# Selected extract
A V-formation flew overhead. Lucy the dog and I watched it with necks craned back. The Canada geese had returned. My heart expanded with love of the season, wanting to break out and embrace every bud and creature that dared to speak despite the brisk temperatures. Each spring is like a rebellion in nature. That which lives will have its say, and like a ruthless dictator, the winter, which seemed impossible to depose just a few short weeks ago, begins to look increasingly toothless.
Over in the cropped linden trees the smaller birds are singing in an increasingly complex chorus. With each day that passes there are more voices. It’s beginning to sound like Mahler. Today a new diva in the branches catches Lucy’s attention. She sits with pricked ears and cocked head, and listens to this sound she has heard before but never tires of. Lucy is a retriever, in other words, a bird dog. Everything relating to birds fascinates her and now she has passed on her fascination to me. The thing about the birds in the trees is that it is often hard to spot where all of the sounds are coming from with the naked eye. I suspect that Lucy can smell the birds from her spot down on the ground. Without binoculars, I settle for the idea that trees sing. Not a bad thought.
Then down on the grass a crow caws condescendingly, provoking Lucy. There is something about crows that sends her blood pressure up. I hold her back and behold the raven creature. It looks at me with a regal air, as though I am nothing but a tiny spot. It is perhaps this attitude that gets Lucy all riled up. She’s a Swedish dog: she likes groups, lagom, consensus and togetherness; not a crow’s haughty tune.
We’ve gone to observe the small islands of tiny spring flowers breaking out on the sun-struck hills. Nature’s rebellion is dramatic. It has been going on under the snow for quite some time without anyone seeing it. Now as the snow retreats it is there for everyone to notice. There are purples, yellows, whites and all manner of shapes. The difference of form that life takes in this new free time is exciting and almost unbelievable after the montone rule of winter.

# Problem set
1) Answer these from the passage about spring, one line each:
(a) What birds fly overhead in a V-formation?
(b) What kind of dog is Lucy?
(c) What bird on the grass provokes Lucy?
2) In the passage about spring, copy everything from "Then down on" down to "crow’s haughty tune.".

# Source excerpt
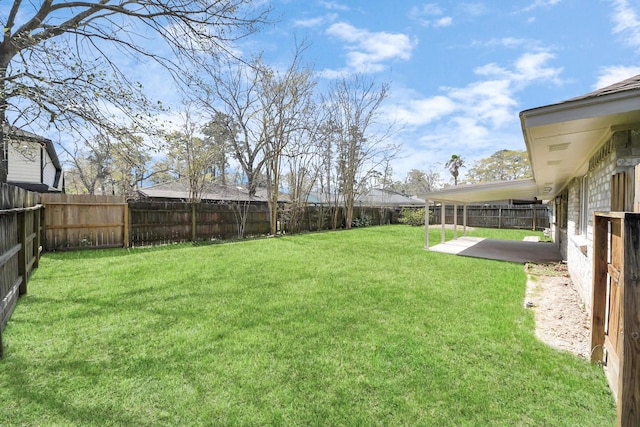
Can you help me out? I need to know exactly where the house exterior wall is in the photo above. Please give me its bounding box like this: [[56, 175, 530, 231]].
[[7, 142, 42, 183], [555, 130, 640, 310], [42, 149, 61, 190]]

# Solutions to the tasks
1)
(a) Canada geese
(b) A retriever, a bird dog
(c) A crow

2)
Then down on the grass a crow caws condescendingly, provoking Lucy. There is something about crows that sends her blood pressure up. I hold her back and behold the raven creature. It looks at me with a regal air, as though I am nothing but a tiny spot. It is perhaps this attitude that gets Lucy all riled up. She’s a Swedish dog: she likes groups, lagom, consensus and togetherness; not a crow’s haughty tune.